### 练习目标
请统计下列记录中含有单词“blanket”的行数，只给出数字。统计时区分大小写。

━━━━

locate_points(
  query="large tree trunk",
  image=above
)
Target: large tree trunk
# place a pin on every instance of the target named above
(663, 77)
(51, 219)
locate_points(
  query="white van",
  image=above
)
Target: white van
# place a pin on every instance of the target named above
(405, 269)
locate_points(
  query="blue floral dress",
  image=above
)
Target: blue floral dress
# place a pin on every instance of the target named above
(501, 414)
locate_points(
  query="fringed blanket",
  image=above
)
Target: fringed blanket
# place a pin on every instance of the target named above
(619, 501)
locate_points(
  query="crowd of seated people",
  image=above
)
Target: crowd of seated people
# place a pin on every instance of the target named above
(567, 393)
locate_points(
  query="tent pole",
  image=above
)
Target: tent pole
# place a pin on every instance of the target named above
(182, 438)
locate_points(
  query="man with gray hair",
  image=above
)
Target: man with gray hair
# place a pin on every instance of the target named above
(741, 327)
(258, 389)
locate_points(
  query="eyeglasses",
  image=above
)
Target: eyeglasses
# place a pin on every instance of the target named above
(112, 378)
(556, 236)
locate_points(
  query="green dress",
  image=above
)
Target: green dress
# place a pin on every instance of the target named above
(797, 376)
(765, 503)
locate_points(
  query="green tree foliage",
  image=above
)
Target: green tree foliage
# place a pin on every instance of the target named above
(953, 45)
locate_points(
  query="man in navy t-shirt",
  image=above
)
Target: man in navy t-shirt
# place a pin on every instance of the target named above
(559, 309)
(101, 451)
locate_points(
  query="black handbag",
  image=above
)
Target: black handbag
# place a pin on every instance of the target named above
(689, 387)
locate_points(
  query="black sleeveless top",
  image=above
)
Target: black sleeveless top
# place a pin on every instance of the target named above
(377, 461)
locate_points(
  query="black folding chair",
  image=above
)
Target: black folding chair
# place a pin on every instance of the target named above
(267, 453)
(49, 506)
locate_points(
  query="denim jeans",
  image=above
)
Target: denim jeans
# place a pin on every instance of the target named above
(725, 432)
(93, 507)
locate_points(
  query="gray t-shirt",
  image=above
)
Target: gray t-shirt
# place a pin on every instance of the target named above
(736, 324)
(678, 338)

━━━━

### 练习结果
2